Copy the lines below word for word, starting at the line containing "The user would like to know where the snowfield" and ending with the line containing "[278,229,301,274]", with both of those lines included.
════════════════════
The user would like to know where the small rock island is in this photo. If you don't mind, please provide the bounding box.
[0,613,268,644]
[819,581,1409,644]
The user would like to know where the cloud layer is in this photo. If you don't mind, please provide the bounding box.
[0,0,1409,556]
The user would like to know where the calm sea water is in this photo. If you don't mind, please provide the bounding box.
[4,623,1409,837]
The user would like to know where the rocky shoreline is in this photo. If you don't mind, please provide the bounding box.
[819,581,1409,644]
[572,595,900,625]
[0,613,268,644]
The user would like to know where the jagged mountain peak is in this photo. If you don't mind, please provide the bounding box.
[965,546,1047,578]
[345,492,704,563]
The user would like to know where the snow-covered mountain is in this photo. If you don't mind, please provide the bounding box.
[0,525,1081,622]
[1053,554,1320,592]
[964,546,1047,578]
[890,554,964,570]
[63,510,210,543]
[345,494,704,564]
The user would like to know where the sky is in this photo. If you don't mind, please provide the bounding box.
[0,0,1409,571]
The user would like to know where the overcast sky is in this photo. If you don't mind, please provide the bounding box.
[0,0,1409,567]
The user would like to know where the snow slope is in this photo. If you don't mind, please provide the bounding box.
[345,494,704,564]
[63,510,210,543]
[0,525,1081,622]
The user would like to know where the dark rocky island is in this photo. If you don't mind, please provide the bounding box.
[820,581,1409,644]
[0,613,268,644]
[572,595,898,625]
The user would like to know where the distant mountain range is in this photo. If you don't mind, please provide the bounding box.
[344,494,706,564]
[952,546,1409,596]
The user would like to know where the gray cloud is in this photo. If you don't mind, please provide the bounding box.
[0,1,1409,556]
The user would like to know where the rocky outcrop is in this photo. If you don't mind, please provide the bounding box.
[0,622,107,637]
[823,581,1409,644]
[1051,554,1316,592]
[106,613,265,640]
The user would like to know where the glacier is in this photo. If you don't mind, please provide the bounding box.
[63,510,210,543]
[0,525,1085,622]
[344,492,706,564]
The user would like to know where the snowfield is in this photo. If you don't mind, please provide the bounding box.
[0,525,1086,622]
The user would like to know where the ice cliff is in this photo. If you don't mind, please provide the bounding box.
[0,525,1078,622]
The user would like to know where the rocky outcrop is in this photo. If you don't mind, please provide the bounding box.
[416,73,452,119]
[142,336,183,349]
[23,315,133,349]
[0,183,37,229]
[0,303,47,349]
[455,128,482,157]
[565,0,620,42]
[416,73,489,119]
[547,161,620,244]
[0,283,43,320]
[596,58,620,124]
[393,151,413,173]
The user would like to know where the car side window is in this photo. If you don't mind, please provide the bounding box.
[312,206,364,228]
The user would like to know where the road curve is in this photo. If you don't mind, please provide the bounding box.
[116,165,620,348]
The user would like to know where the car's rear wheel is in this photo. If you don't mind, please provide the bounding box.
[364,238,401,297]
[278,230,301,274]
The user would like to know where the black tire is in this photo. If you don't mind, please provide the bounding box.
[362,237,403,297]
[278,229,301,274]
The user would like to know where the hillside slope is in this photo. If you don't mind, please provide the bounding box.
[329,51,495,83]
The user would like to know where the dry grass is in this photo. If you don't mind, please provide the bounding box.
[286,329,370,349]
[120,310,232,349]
════════════════════
§ ANSWER FOR THIS EXERCISE
The user would like to know where the snowfield is in this photo. If you don't mind, please provide the bounding box.
[0,525,1086,622]
The user would like to know where the ice cliff is in this photo. If you don't mind, please provide the bounding box.
[0,525,1078,622]
The user would like to know where the rocky outcrop is in this photo. If you don't mind, please provide the bounding box.
[416,73,452,119]
[142,336,183,349]
[23,315,133,349]
[0,183,37,229]
[0,303,47,349]
[455,128,482,157]
[565,0,620,42]
[416,73,489,119]
[547,161,620,244]
[0,283,43,320]
[596,58,620,124]
[393,151,413,173]
The user would like to know where the car side window is in this photo. If you don't mind, please provide the bounding box.
[312,206,364,228]
The user would like to know where the road curve is in this photo. If you don't mind, please provide the bounding box.
[116,165,620,348]
The user would like to know where the car's rear wheel is in this photo. If you don't mind, please provide the bounding box.
[364,238,401,297]
[278,230,301,274]
The user would like to know where the black tire is in this photo. If you don't mind, please provide the bounding box.
[362,237,403,297]
[278,229,301,274]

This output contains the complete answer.